How can I utilize tall arrays for my data structure without it being in a cell array?

5 visualizaciones (últimos 30 días)
I've recently inhereted ownership over some legacy software that outputs data in a specific way and that can't be modified. It also outputs a lot of that data, between 2Gb and 8Gb depending on the session. I have MATLAB code that reads all of this data into memory and plots it and that code works most of the time, but starts hitting memory issues around the 8Gb mark. I've gotten as far as I can get with other memory-optimization tricks in my code (mostly making sure I'm not generating copies of such a large data array during intermediate calculations) and now I want to see if I can implement a datastore/tall array setup to have the code work for arbitrarily large datasets in the future.
The data file format is as follows; There are 30 different data sources that we are keeping track of in time, so for every measurement snapshot we take, there are 31 values being stored (one timestamp and one measurement from each of the 30 sources). Each of these values are being converted into a single and the binary values are all stored in sequence in a massive .bin file that contains these snapshots in sequence as well. Once the file gets to about half a gigabyte, a new file is opened and starts being filled up.
So, when you read it back in, I would use (slight psuedocode)
data_ReadIntoMemory = zeros(31,numOfExpectedDataPoints); %numOfExpectedDataPoints can be calculated from the size of all the files
for i = 1:numfiles
fileID = fopen(filename{i},'r','n');
currData = fread(fileID,inf,'*single',0,'ieee-le');
currData = reshape(currData,[31,length(currData)/31]);
data_ReadIntoMemory(:,startPoint:endPoint) = currData; %start/endpoint can be calculated using current and previously loaded file sizes
fclose(fileID)
end
This lets me take all the files, read them in, and create one massive array when I have the memory for it.
For situations where there are too many files, here is how I'm trying to use the datastore functions:
function data = ReadBinFile(filename)
fileID = fopen(filename,'r','n');
data = fread(fileID,inf,'*single',0,'ieee-le');
data = reshape(data,[31,length(data)/31]);
fclose(fileID)
end
myDataStore = fileDatastore(myDirectory,"ReadFcn",@ReadBinFile,"FileExtensions",'.bin') %Some non-.bin files are in the directory so I need to filter for them
data_Datastore = tall(myDataStore)
Now, here's where I start to get issues. If I was to run gather(data_Datastore) on a dataset that was small enough to fit into memory, I don't get the exact same full data array that I get for data_ReadIntoMemory. I get a cell array where each cell represents the data from one file, and I would need to use horzcat(data_Datastore{:}) to get it into the same format as data_ReadIntoMemory.
This is an issue because the intermediate calculations that I need to run before plotting throw errors when they are evaluated on data_Datastore; and the reason is because it is in this cell format.
For example, trying to run a function like gather(data_Datastore(6,:)) throws an error if less than 6 files were loaded in for 'exceeding array bounds' where the bound not to exceed is always the same as the number of files.

• [Data]:

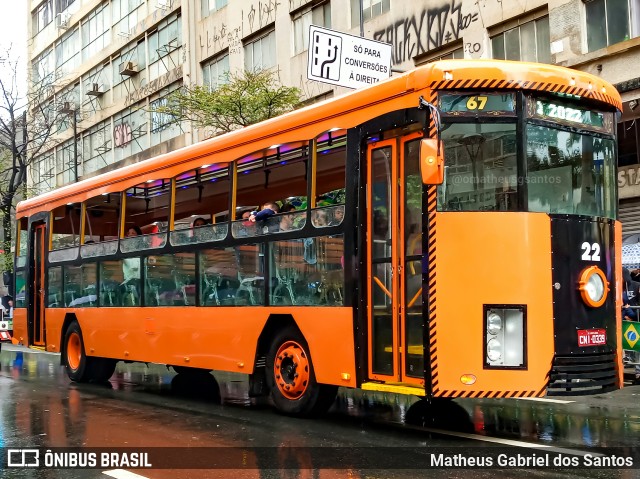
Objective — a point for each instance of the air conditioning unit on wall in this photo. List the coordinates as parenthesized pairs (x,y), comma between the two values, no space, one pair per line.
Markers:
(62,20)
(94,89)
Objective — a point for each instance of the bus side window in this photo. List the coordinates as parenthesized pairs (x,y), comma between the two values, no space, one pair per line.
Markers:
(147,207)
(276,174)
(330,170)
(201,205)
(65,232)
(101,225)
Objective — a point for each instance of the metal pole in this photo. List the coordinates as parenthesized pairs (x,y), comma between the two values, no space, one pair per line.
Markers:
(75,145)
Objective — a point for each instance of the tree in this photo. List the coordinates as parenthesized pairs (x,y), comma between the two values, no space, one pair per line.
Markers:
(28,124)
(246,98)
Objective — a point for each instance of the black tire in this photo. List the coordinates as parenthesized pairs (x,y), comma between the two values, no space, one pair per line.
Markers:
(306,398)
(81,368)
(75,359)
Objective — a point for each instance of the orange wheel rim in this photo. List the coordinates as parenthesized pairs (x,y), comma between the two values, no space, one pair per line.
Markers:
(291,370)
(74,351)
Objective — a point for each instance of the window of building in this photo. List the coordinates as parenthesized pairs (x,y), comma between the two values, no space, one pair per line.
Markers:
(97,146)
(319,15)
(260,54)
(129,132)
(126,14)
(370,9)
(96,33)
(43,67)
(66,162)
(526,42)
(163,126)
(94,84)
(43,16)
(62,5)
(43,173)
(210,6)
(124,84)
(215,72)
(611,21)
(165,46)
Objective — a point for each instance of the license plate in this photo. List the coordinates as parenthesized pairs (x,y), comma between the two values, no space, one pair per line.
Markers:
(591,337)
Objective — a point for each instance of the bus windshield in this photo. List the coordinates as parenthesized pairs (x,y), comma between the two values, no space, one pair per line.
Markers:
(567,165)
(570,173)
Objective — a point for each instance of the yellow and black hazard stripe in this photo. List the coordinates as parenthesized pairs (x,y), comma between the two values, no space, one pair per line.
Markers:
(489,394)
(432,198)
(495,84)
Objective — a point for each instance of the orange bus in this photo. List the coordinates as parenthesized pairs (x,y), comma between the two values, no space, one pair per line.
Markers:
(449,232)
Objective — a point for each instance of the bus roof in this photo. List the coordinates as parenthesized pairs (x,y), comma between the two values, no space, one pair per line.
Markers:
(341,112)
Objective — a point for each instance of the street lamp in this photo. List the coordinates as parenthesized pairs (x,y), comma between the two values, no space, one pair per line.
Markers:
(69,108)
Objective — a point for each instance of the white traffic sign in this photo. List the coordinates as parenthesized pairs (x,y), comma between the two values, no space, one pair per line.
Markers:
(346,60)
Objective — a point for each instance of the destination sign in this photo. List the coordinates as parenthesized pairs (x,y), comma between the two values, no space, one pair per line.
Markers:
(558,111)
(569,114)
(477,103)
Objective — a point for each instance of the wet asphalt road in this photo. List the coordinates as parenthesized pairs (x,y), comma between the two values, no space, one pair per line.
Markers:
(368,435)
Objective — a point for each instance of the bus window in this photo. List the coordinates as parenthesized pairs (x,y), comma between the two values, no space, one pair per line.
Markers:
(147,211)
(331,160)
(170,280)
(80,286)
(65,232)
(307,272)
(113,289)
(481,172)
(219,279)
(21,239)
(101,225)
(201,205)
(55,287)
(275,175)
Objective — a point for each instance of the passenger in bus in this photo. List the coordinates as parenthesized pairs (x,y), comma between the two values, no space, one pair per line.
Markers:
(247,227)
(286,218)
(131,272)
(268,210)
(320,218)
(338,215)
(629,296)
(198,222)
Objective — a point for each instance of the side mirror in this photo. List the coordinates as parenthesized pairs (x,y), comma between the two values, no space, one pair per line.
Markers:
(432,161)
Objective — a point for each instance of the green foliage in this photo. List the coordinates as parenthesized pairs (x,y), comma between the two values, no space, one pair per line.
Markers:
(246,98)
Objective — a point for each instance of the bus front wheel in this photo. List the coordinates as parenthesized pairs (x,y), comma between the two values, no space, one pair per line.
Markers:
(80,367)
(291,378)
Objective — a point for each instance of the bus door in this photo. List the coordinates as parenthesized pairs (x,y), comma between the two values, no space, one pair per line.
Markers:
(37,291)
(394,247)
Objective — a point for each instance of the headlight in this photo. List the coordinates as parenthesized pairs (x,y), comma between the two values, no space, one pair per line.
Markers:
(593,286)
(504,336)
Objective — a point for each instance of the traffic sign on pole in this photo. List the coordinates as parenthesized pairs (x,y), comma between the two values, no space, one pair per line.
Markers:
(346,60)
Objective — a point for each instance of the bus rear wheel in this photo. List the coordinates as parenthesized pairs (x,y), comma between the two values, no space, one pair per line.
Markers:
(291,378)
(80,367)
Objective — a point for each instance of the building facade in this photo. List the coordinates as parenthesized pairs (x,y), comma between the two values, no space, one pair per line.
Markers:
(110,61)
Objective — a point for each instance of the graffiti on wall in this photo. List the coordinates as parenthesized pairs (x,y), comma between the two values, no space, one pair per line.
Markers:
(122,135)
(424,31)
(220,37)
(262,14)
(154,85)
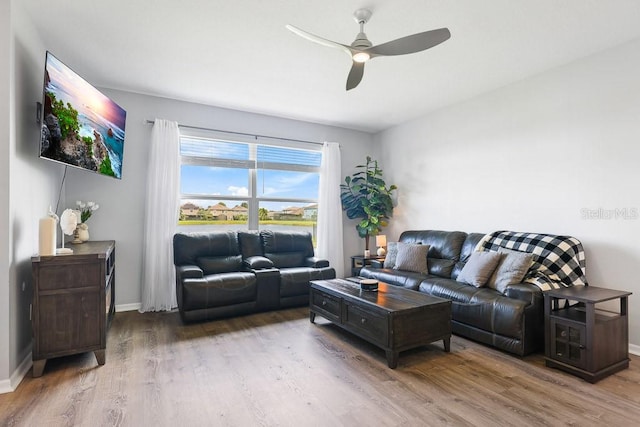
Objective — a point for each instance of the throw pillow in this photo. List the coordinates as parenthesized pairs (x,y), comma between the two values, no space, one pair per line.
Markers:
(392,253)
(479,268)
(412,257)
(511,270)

• [Goal of the exercise]: Pick up the forum post about reading large binary files into a MATLAB tall array right after its last sentence, and continue it.

• [Solved exercise]:
All this to frame the question: is there a way to get my data to be read in in a way that isn't a cell array, or doesn't require being fully read in and manipulated first using horzcat (since that would just cause the same issue that started all this with low memory). I know tall arrays can be read in as tables for "tabular" data, but I can't find a way to get this to work with my current data structure.
  3 comentarios
dpb
dpb el 29 de Jul. de 2025
I've not yet messed around with the datastore, as it seems quite complex and I've managed with memmapfile with what large(ish) datasets have had to mess with recently.
But, datastore documentation specifically limits the output types as being either table/timetable or cell. I don't comprehend that, either, yet; why if the data are all the same type can't return the fundamental data class does seem to be an added complexity to deal with.
I tried writing a .bin file to mimic your description and then create a TallDatastore to it, but that doesn't work directly, either; one would have to go through the above sequence of reading all the files into memory and write them back out with the write method of tall to do that. I haven't gotten far enough along to see about the 'file' type.
dpb
dpb el 29 de Jul. de 2025
I just noticed <FEX submittal cell2underlying> that might solve the actual question asked. Looking at the code it seems pretty complex, but it has high marks.

Iniciar sesión para comentar.

Respuesta aceptada

Edric Ellis
Edric Ellis el 30 de Jul. de 2025
Editada: Edric Ellis el 30 de Jul. de 2025
You can use UniformRead=true in your fileDatastore to avoid the need for cell2underlying. Like this:
dirname = fullfile(tempdir, "data_files");
if ~isfolder(dirname)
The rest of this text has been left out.